• Directions for this task: Translate this sentence from the post on UC mental health below into Spanish: "Three areas were measured: accessibility of the system, diversity of current staff, and extent and quality of outreach."

This is part two of a series on UC mental health and the campaign to reform it. A previous post outlining areas of concern is located here.

The UC Students Association (UCSA) has released their evaluation of campus mental health resources, part of a new reform campaign (#HowAreYou) which was adopted last August. Three areas were measured: accessibility of the system, diversity of current staff, and extent and quality of outreach.

Results: not good. UC students would be appalled if their own academic grades were this bad. Campuses scored best on outreach, which is the least important of the three criteria. The core issue is accessibility. Diversity among counselors is only meaningful if students can get appointments within a reasonable amount of time- and are allowed a sufficient number of sessions per term. Outreach is key- it destigmatizes mental illness, and plays a key role in the increasing number of college students looking for treatment in the last fifteen years. But effective outreach magnifies accessibility issues. The more students who seek Counseling and Psychological Services (CAPS) or an equivalent service, the more meaningful staff to student ratios become. It’s clear that the rise in demand for counseling and psychiatry is outpacing general student growth and funding allocations.

These issues aren’t new. A 2006 UC Office of the President report (PDF) outlined the same basic problems. Their findings summary stated:

The increased need by students for campus mental health services has resulted in an overtaxed delivery system at UC that falls significantly short of meeting the actual student demand and expectation for services

The cumulative toll of this shortfall in service capacity has had and continues to have a significant negative impact on all campus populations, including other students, faculty and staff; on the affected individual student’s academic performance; and on that student’s overall mental and physical well-being.

Further, it is the Committee’s considered view that this situation will not improve over time, and indeed given general societal trends can only further deteriorate, without aggressive intervention on the part of the institution. This intervention must include a systematic review of policy, enhanced communication mechanisms, and a renewed commitment to campus-wide collaboration along with an infusion of new resources commensurate with both the nature and magnitude of the challenge now facing the University.

As usual, the issue boils down to money. The reason is the corporate-like administrative structure that ties up over a billion dollars more than is needed to run the UC. A low-cost, high revenue structure will always underfund student services like counseling. This combines with the ‘progressive’ state government abdicating its duty to provide quality higher education. Thus we are told that any investment in students will raise tuition, because in 2016 there is increasingly little difference between private and public universities. Remember how K-12 is a right, but once you hit around 18 education becomes a paid-for privilege? Students and faculty are hostages of a mindset we see in corporations all the time, where investment in people makes the system uncompetitive.

• Given entries:
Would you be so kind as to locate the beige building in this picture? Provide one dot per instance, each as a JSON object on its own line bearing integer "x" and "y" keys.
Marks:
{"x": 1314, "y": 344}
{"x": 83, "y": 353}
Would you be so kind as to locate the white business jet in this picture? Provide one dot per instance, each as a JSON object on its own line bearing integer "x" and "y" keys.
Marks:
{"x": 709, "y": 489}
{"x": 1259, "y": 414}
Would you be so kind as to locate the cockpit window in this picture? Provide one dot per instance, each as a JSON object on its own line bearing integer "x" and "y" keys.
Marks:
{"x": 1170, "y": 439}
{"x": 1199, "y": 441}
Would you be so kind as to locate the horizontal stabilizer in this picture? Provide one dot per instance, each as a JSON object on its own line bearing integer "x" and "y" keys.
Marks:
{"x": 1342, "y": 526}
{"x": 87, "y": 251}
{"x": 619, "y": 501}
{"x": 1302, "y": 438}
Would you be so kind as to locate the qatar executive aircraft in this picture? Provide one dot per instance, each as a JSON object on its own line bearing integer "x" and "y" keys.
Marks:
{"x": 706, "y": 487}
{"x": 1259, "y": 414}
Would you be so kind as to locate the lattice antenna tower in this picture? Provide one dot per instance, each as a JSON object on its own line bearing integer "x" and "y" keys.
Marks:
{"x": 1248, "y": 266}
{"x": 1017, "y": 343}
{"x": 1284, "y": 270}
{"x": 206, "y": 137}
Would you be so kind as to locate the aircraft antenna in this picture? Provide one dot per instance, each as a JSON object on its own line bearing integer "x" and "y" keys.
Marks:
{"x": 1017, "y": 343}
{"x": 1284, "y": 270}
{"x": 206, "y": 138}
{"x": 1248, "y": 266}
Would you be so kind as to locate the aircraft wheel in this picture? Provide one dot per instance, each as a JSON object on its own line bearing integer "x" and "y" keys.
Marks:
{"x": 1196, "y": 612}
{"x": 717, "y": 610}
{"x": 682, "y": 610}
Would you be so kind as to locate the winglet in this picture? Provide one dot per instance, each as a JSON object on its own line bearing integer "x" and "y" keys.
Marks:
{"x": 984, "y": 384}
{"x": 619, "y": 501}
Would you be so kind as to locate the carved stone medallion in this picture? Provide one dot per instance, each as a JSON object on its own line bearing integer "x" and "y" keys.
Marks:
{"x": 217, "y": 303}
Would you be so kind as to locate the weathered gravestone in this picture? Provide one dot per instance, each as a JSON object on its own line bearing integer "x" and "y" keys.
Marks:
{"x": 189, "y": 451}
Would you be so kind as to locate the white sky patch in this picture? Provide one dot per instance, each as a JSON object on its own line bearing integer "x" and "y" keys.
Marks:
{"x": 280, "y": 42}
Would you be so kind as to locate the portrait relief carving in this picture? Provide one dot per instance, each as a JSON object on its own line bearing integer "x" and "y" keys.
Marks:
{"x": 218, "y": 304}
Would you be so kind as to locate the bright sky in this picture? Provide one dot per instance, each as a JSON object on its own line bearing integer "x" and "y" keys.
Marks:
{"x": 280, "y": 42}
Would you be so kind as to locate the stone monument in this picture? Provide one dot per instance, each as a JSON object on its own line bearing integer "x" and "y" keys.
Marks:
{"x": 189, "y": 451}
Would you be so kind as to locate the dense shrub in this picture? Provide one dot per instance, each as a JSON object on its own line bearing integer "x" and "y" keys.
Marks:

• Answer section: Se midieron tres áreas: la accesibilidad del sistema, la diversidad del personal actual y el alcance y la calidad de la labor de difusión.